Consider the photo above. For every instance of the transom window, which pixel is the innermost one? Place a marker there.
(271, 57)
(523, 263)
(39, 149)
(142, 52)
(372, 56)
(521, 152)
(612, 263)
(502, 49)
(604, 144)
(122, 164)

:::

Reproduce every entry above word for word, leaving nothing out and changing nothing.

Consider the photo above. For every instance of the transom window, which pixel is the innermost one? Place a marker there.
(271, 57)
(523, 263)
(39, 149)
(142, 52)
(372, 56)
(521, 152)
(612, 263)
(502, 49)
(604, 144)
(122, 164)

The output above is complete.